Passage to read -
────────────────────────────────────────

Create virtual environment in parent directory using the following commands.

cd ..
python3 -m venv ehrvir/
source ehrvir/bin/activate

If you are using pip==18.1, comment out line 20 of requirements.txt en-core-web-sm and run

pip install -r requirements.txt

Install en-core-web-sm by running

python -m spacy download en_core_web_sm

This is needed for the entity extraction task.

Preparation

Create MIMIC data and output data directory using the following commands.

mkdir data
mkdir data/mimic_data
mkdir data/output_data

You will need to put all MIMIC data under data/mimic_data, which is the folder containing all csv files downloaded from the orginal MIMIC dataset. If you are on tangra, you can the following command to copy everything from /lada2/lily/zl379/Year4/EHRTest/EHRKit/tutorials/data/mimic_data:

cp -r /lada2/lily/zl379/Year4/EHRTest/EHRKit/tutorials/data/mimic_data data/.

Run mimic_classifier.py

cp mimic_classifier.py ../.
cd ..
python mimic_classifier.py

Note: you need to run mimic_classifier.py from the ROOT path of EHRKit.

────────────────────────────────────────

Exercise data -
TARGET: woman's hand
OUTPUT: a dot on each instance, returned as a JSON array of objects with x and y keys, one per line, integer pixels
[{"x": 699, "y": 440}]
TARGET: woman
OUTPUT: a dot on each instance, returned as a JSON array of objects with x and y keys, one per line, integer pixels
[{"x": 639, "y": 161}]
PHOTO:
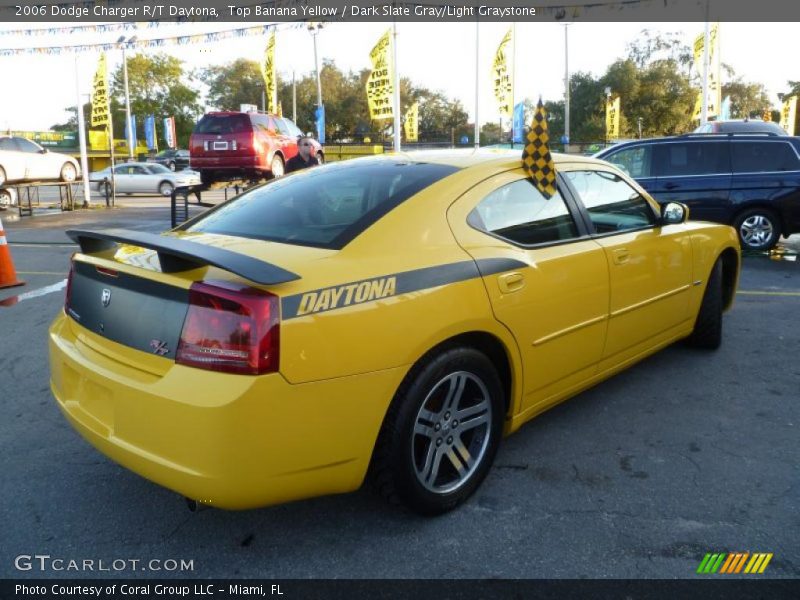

────────────────────────────────────────

Required tasks -
[1] Switch "OUTPUT" to "FORMAT" throughout the labeled rows of points, keeping everything else the same, and please leave out the pictures.
[2] Pick up the EHRKit setup instructions from the point where they stop.
The setup instructions and the rows have nothing to do with each other.

Outputs by task -
[1]
TARGET: woman's hand
FORMAT: a dot on each instance, returned as a JSON array of objects with x and y keys, one per line, integer pixels
[{"x": 699, "y": 440}]
TARGET: woman
FORMAT: a dot on each instance, returned as a JSON array of objects with x and y keys, one per line, integer pixels
[{"x": 639, "y": 161}]
PHOTO:

[2]
Run a notebook

You can test Naive Bayes summarization and query extraction using the notebooks naiveBayes.ipynb and query_extractor respectively. ICD0 code classification is also documented in mimic_classifier.ipynb.

To run a notebook, you need to first install ipykernel using python -m pip install ipykernel. Set tthe kernel name to your virtual environment name using ipython kernel install --user --name=<name of virtual environment>. Run jupyter notebook --no-browser . & and note the server port number. Open a local terminal and run ssh -o ServerAliveInterval=30 -L <any local port>:localhost:<server port number> <username>@tangra.cs.yale.edu. Go to http://localhost:localportnumber and follow instructions in the notebook.

Collated tasks

Instructions to run other tasks are located in the collated_tasks directory.